Exercise description:
Please list every line from the rows below that contains the word "What", copying each such line in full.

Given entries:

::::::::

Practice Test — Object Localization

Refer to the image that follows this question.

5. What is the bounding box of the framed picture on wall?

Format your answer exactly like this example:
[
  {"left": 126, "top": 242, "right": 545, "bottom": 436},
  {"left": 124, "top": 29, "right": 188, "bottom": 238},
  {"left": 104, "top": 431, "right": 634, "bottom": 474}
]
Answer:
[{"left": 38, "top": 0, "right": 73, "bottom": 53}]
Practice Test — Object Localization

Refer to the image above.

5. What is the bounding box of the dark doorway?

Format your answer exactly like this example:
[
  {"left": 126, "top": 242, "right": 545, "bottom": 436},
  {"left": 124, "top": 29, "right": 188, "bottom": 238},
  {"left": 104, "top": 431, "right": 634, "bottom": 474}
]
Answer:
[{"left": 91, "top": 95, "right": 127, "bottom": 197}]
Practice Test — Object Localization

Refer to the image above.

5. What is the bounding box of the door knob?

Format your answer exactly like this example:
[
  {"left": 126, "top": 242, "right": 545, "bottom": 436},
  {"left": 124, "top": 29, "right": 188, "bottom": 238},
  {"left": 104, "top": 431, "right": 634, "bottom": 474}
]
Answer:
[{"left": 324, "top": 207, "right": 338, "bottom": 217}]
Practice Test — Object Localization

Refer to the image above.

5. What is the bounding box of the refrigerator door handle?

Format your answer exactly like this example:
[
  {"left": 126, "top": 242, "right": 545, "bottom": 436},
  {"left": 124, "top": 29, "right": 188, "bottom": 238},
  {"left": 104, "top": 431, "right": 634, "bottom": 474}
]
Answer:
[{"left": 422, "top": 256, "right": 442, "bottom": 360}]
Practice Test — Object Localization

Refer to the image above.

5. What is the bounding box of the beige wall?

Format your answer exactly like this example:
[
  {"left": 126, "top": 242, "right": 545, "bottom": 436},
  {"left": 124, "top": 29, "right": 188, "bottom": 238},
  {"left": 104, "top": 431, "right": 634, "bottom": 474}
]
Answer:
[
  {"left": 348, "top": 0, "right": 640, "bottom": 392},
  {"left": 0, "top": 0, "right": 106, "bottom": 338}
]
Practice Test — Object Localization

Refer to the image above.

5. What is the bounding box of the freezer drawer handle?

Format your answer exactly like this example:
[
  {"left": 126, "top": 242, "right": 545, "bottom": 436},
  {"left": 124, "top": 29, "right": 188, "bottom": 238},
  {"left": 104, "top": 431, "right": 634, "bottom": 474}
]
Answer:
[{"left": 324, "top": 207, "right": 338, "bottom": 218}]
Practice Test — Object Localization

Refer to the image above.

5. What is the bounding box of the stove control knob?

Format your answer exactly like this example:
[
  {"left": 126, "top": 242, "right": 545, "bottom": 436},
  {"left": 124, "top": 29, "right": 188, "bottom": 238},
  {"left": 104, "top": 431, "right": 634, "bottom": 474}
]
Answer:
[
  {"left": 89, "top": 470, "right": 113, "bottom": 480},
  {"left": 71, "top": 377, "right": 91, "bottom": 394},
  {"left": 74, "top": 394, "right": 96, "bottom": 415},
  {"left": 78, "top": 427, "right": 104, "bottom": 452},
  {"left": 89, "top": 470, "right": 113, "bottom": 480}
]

::::::::

Solution:
5. What is the bounding box of the framed picture on wall?
5. What is the bounding box of the dark doorway?
5. What is the bounding box of the door knob?
5. What is the bounding box of the refrigerator door handle?
5. What is the bounding box of the beige wall?
5. What is the bounding box of the freezer drawer handle?
5. What is the bounding box of the stove control knob?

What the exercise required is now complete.